# [WHAT NEEDS TO BE DONE]
Starting with the line that contains "like (569, 305).", write out each line through the end of the listing, unchanged. Output nothing else.

# [RECORDS PROVIDED]
◇ ◇ ◇

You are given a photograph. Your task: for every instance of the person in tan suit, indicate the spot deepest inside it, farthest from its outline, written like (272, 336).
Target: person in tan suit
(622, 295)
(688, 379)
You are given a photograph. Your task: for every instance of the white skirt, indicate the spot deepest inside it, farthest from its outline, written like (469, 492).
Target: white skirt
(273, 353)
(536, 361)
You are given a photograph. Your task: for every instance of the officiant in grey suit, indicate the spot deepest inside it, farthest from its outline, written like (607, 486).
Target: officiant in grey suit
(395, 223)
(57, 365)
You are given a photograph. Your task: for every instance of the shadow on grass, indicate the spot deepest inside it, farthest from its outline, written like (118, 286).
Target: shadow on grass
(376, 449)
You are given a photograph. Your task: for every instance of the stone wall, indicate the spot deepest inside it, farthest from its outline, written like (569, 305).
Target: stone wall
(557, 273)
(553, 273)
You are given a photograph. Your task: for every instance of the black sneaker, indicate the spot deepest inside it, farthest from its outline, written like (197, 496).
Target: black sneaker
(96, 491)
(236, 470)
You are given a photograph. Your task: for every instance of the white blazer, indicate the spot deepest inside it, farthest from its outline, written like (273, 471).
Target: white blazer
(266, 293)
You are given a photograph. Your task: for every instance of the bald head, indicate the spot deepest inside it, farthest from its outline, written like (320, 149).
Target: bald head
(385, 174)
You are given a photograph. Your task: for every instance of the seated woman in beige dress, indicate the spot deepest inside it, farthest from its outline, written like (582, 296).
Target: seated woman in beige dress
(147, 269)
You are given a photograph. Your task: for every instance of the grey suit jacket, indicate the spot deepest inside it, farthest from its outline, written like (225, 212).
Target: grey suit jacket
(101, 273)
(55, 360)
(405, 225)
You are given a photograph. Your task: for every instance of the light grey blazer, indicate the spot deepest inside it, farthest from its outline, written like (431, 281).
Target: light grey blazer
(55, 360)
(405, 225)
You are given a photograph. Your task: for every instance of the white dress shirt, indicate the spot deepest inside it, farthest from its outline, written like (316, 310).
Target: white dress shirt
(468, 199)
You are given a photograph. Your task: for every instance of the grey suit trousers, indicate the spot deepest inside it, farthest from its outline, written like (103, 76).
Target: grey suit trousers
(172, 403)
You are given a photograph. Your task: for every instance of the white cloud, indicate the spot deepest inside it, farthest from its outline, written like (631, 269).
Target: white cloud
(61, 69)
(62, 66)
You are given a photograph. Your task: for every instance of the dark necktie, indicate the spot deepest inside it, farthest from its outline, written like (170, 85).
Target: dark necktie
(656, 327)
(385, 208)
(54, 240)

◇ ◇ ◇

# [RESPONSE BELOW]
You are given a photograph. Your task: for every instance of the stone wall, indicate the spot deepest inside it, farthest from its outline, written like (569, 305).
Target: stone wall
(557, 273)
(553, 273)
You are given a photograph. Your task: for every instance of the black sneaker, indicate the spot deepest inside it, farthest from its outline, written like (197, 496).
Target: black sneaker
(96, 491)
(236, 470)
You are given a photograph. Your task: for every instance of the white blazer, indicate the spot deepest inside it, farthest from its outline, written like (273, 471).
Target: white blazer
(266, 293)
You are given a photograph. Your task: for every instance of the bald head, indicate the spot deepest inside it, farthest from its outline, written like (320, 149).
Target: bald head
(385, 174)
You are given a photograph. Your task: for every instance of the seated woman in beige dress, indicate the spot deepest inside it, farthest from its outline, written like (582, 296).
Target: seated woman in beige dress
(147, 269)
You are given a photograph. Your task: for every instance of the grey suit jacket, indicate the spot deepest inside it, farthest from its outline, written like (225, 212).
Target: grey suit jacket
(101, 273)
(55, 360)
(405, 225)
You are given a photograph. Your task: for every instance of the light grey blazer, indicate the spot deepest inside it, farthest from its outline, written like (431, 281).
Target: light grey blazer
(55, 360)
(405, 225)
You are given a photograph. Your task: for every instance of the white dress shirt, indicate the spot deepest inside it, farthest from its outline, written like (316, 310).
Target: white dress shirt
(468, 199)
You are given a photograph. Your task: for every instance of the grey suit trousers, indicate the spot deepest inside it, farthest from its outline, written like (103, 76).
Target: grey suit trousers
(172, 403)
You are given a photograph. Your task: for every instance of the white cloud, indicate the spot deepest inside it, farthest from its outline, written like (631, 269).
Target: white cloud
(61, 69)
(62, 66)
You are given a photograph. Your task: for every instance of the dark necktie, indicate the spot deepest inside it, farthest from its outline, written like (170, 85).
Target: dark necktie
(656, 327)
(385, 208)
(54, 240)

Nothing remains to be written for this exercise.